**EXERCISE:** In the text below about pregnancy customs in China, translate this sentence into Spanish: "I've had quite a few people, with genuine concern, tell me that I'm not supposed to be doing these things."

**PAGE EXCERPT:**

• • • •

We often are blind to the perhaps arbitrary or outdated source of some of our practices when they're in our own culture. It's easy to forget that we, too, have a culture, and our ideas come from somewhere. It's also easy to think that others are the ones with culture, or that they are just "doing it wrong," when in fact, their reasons are probably just as valid for doing things differently than ours once were.
One really interesting thing about being pregnant in a very different culture is all the various do's and don'ts that I've heard. I mentioned before that a few of my friends were pregnant last year; they're Chinese nationals, and went through the Chinese medical system as well. While I may not believe in or practice these traditions, my purpose with this post is not to poke fun, but instead to consider some of the things that we may take for granted in our own cultural practices surrounding pregnancy. My tone is of course humorous, but it's fascinating nonetheless to consider some of the things that it's said you can't do during pregnancy here:
- Sex is absolutely out of the question!
- Don't wear makeup!
- Don't ride your bicycle! (Or do any exercise, especially for the first three months.)
- Don't go outside after 7 pm!
- Don't eat fish, dog, soft-shelled turtle, crab, plums, pears, dark foods if you want a light-skinned baby, light foods if you want a dark-skinned baby, or food that has not been cut up with the proper care!
- Don't use scissors!
There's a lot of emphasis placed on not cutting or chopping things up in bed, which may sound like a bizarre thing to do in the first place. In traditional homes, especially in the northern part of China, the sleeping area is called a kang 炕, or "bed-stove." It's made of cooked bricks or concrete, and is hollow . There's a pipe that connects from the kitchen area, and you can regulate the temperature by keeping hot smoke circulating through it. Typically, it is used for sleeping at night; during the day, the blankets are rolled up and put away, and it is used for other activities, such as preparing and eating meals.
|This picture shows the structure of kangs and ondols alike (the Korean version)|
|During the day, when the bedding is put away and it's become a table and general sitting area|
- Don't wear clothes that are tight on the belly (especially pants)!
- You must stay at home, in bed, without bathing, for one month after the baby is born!
Needless to say, there are things that I'm doing (including riding my bicycle to and from work every day, though visibly pregnant) that get me straight-up stared at. I've had quite a few people, with genuine concern, tell me that I'm not supposed to be doing these things. We usually end up having a laugh when I tell them, "I know, but we Western women do things a little differently! I'm a bad Chinese!"
There are all kinds of other interesting traditions and superstitions, a few of which Brett and I will likely partake in. For example, we'll probably have a "100 days" celebration for the baby, as all of our friends did. It's the "coming out" party, so to speak, for the baby, as well as a traditional celebration to wish the child long life.
As with many Chinese traditions, the 100 days celebration centers around the linguistic similarities between different words. Remember, in Chinese, one phoneme can have up to 5 or 6 different meanings, depending on the pronunciation of the tone. The number "four" (sì 四) is considered bad luck because it sounds like the word for "death" (sǐ 死, or sǐ wáng 死亡). In much the same way, the pronunciation of the word for "tassel" (suì 穗) is the same as the word for "year" (suì 岁) in Chinese, so at the celebration, the baby should wear pants with a very long fringe of tassels to symbolize long life.
|This baby is wearing his traditional "100 day" clothes, as well as the long life pendant (they make smaller ones that are more fitted to the baby's size now)|
Are there any traditions in the US or elsewhere surrounding pregnancy and birth that seemed normal, but now seem strange to you once you think about it? I'd love to hear them, if so!

• • • •

**DATA EXTRACTS:**
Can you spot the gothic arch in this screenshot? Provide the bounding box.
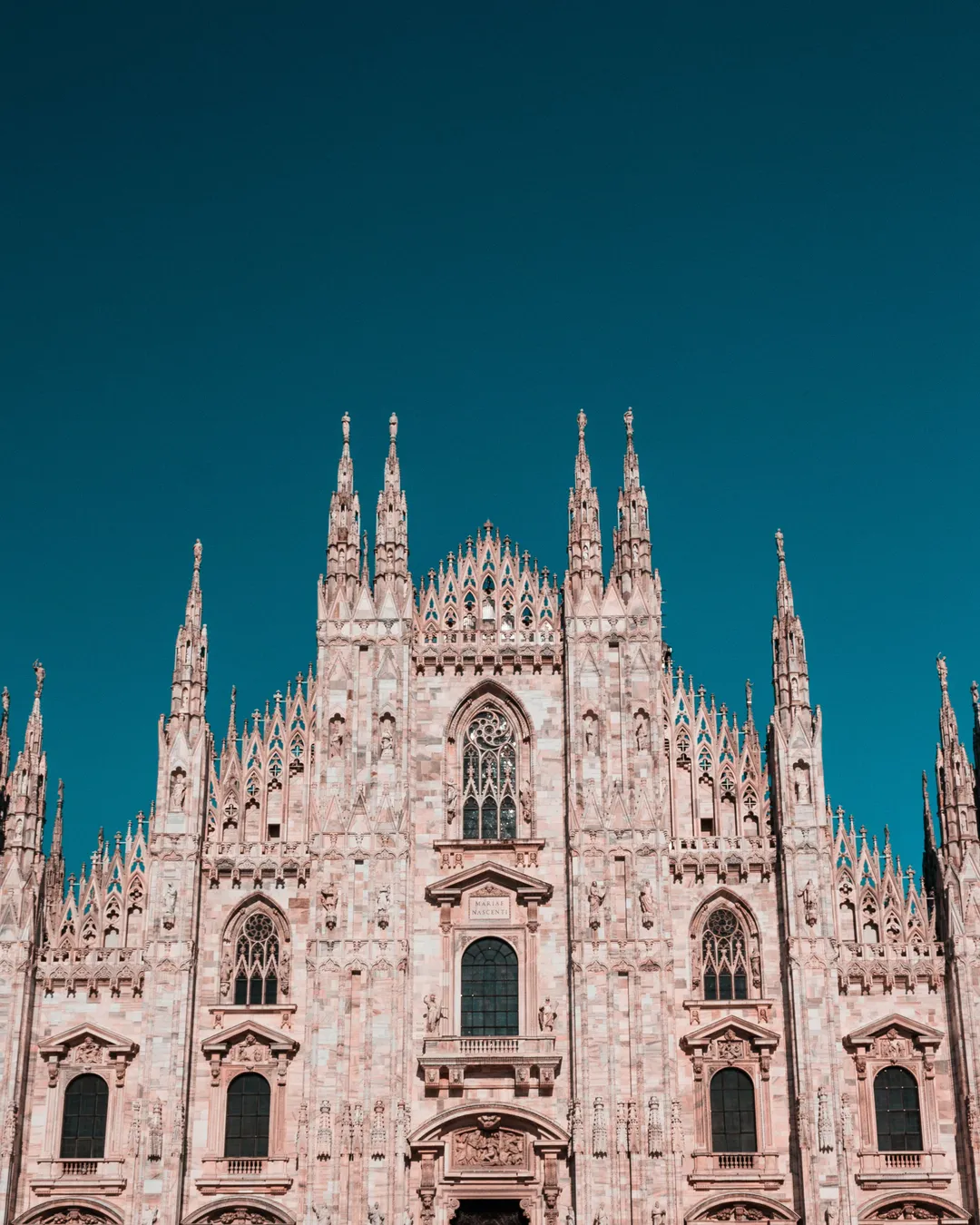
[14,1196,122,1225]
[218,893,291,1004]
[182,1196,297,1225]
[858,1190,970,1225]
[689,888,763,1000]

• • • •

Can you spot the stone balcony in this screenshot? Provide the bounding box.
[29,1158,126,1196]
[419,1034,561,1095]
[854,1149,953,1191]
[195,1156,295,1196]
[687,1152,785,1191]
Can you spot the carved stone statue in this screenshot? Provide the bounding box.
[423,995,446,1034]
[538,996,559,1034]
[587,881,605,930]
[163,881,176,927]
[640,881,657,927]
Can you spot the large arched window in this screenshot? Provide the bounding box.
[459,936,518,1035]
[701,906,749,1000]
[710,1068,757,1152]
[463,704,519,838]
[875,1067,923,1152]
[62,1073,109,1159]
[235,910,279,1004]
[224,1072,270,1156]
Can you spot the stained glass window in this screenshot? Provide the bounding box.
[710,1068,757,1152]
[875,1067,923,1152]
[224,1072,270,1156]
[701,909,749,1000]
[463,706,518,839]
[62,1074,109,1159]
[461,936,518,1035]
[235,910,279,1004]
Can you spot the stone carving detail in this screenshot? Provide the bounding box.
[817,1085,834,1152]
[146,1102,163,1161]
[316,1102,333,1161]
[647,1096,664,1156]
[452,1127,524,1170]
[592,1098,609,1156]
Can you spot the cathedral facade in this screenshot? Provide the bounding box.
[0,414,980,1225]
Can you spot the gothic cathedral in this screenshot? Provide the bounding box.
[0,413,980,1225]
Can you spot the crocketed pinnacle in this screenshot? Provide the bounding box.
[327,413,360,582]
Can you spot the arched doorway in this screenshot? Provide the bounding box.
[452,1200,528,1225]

• • • •

**EXPECTED ANSWER:** Bastantes personas, con verdadera preocupación, me han dicho que se supone que no debo estar haciendo estas cosas.